* _Given instruction_
Pull out every line in the entries below that contains the string "trace". Case counts.
## Start
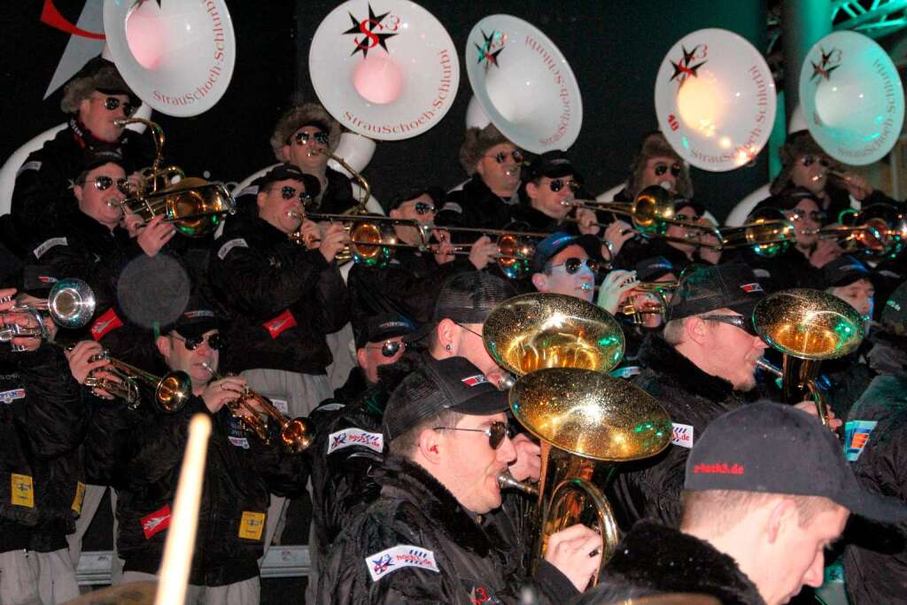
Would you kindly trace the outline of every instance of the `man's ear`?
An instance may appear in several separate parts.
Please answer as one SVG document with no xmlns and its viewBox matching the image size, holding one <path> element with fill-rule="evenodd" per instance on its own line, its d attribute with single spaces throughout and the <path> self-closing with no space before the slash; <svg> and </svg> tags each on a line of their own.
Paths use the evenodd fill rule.
<svg viewBox="0 0 907 605">
<path fill-rule="evenodd" d="M 444 452 L 441 431 L 426 428 L 419 434 L 419 454 L 432 464 L 440 464 Z"/>
<path fill-rule="evenodd" d="M 532 285 L 535 286 L 535 289 L 540 292 L 548 291 L 548 276 L 544 273 L 533 273 L 532 274 Z"/>
</svg>

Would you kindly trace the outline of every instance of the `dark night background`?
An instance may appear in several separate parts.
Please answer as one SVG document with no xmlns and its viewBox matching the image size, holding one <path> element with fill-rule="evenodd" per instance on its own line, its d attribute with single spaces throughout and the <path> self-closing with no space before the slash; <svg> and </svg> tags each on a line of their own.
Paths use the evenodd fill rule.
<svg viewBox="0 0 907 605">
<path fill-rule="evenodd" d="M 54 0 L 54 5 L 74 23 L 85 1 L 101 2 Z M 207 171 L 211 179 L 237 181 L 273 163 L 268 139 L 277 117 L 295 97 L 316 100 L 308 79 L 309 43 L 318 24 L 338 4 L 228 0 L 238 44 L 232 82 L 219 103 L 200 116 L 152 115 L 167 135 L 166 161 L 190 175 Z M 765 0 L 420 4 L 441 21 L 459 49 L 459 93 L 444 121 L 425 134 L 378 143 L 364 174 L 380 200 L 413 182 L 451 187 L 465 179 L 457 151 L 472 91 L 463 49 L 473 25 L 483 16 L 504 13 L 525 19 L 567 57 L 583 101 L 582 132 L 569 151 L 596 193 L 626 178 L 642 134 L 655 129 L 655 75 L 678 39 L 697 29 L 723 27 L 756 48 L 766 44 Z M 62 89 L 45 101 L 42 96 L 69 34 L 41 23 L 42 5 L 39 0 L 5 3 L 0 9 L 7 31 L 0 42 L 5 135 L 0 140 L 2 161 L 39 132 L 63 122 L 59 110 Z M 755 168 L 733 172 L 694 169 L 697 198 L 723 219 L 740 198 L 766 182 L 765 155 Z"/>
</svg>

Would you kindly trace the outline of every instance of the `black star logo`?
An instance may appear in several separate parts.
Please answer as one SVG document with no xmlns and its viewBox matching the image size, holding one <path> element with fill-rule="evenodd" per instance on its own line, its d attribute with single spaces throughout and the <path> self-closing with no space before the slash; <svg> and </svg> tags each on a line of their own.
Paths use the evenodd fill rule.
<svg viewBox="0 0 907 605">
<path fill-rule="evenodd" d="M 479 45 L 478 44 L 473 43 L 475 44 L 475 47 L 479 49 L 478 63 L 482 63 L 483 61 L 487 61 L 488 63 L 485 64 L 486 68 L 491 67 L 492 65 L 494 65 L 495 67 L 500 67 L 500 65 L 498 65 L 498 55 L 501 54 L 501 51 L 502 51 L 503 48 L 499 48 L 495 52 L 489 54 L 489 50 L 492 47 L 492 42 L 493 42 L 497 32 L 492 30 L 491 35 L 486 35 L 485 30 L 480 30 L 480 31 L 482 32 L 482 37 L 485 40 L 485 44 Z"/>
<path fill-rule="evenodd" d="M 353 22 L 353 26 L 347 29 L 344 34 L 353 34 L 358 35 L 359 34 L 365 34 L 366 37 L 362 40 L 355 40 L 356 48 L 350 53 L 350 56 L 356 54 L 358 52 L 362 52 L 362 57 L 365 59 L 368 56 L 368 49 L 374 48 L 375 46 L 380 45 L 385 49 L 385 53 L 389 53 L 387 50 L 387 38 L 392 38 L 396 34 L 376 34 L 375 29 L 381 31 L 384 26 L 381 24 L 381 21 L 390 15 L 390 11 L 383 13 L 381 15 L 375 15 L 372 10 L 372 5 L 368 5 L 368 19 L 359 20 L 353 16 L 352 13 L 347 13 L 349 15 L 350 21 Z"/>
</svg>

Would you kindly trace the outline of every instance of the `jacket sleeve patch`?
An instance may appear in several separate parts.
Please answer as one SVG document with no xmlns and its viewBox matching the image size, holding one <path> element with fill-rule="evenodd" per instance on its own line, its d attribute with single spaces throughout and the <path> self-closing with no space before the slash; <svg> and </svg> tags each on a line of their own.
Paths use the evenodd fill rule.
<svg viewBox="0 0 907 605">
<path fill-rule="evenodd" d="M 875 420 L 850 420 L 844 424 L 844 455 L 848 462 L 860 459 L 869 436 L 879 423 Z"/>
<path fill-rule="evenodd" d="M 242 238 L 237 238 L 236 239 L 230 239 L 218 250 L 218 258 L 223 260 L 229 254 L 229 251 L 234 248 L 249 248 L 249 244 Z"/>
<path fill-rule="evenodd" d="M 377 581 L 405 567 L 414 567 L 441 573 L 434 561 L 434 553 L 412 544 L 397 544 L 381 552 L 370 554 L 365 559 L 372 581 Z"/>
<path fill-rule="evenodd" d="M 385 435 L 381 433 L 368 433 L 358 428 L 347 428 L 327 436 L 327 454 L 350 445 L 361 445 L 381 454 L 385 450 Z"/>
</svg>

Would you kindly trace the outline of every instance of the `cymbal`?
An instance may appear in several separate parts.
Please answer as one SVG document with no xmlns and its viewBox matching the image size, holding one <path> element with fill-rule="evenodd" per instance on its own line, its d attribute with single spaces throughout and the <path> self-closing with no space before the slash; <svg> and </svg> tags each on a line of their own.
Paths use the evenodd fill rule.
<svg viewBox="0 0 907 605">
<path fill-rule="evenodd" d="M 670 443 L 671 421 L 658 400 L 600 372 L 574 367 L 533 372 L 511 389 L 510 404 L 532 434 L 586 458 L 639 460 Z"/>
<path fill-rule="evenodd" d="M 64 605 L 151 605 L 157 589 L 153 581 L 128 582 L 87 592 Z"/>
</svg>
## End
* _Final result_
Would you kindly trace the outline of every instance of the `man's ear`?
Would you kindly trace the outline of every instance of the `dark night background`?
Would you kindly trace the outline of every instance of the `black star logo`?
Would you kindly trace the outline of every instance of the `jacket sleeve patch`?
Would you kindly trace the outline of every instance of the `cymbal`?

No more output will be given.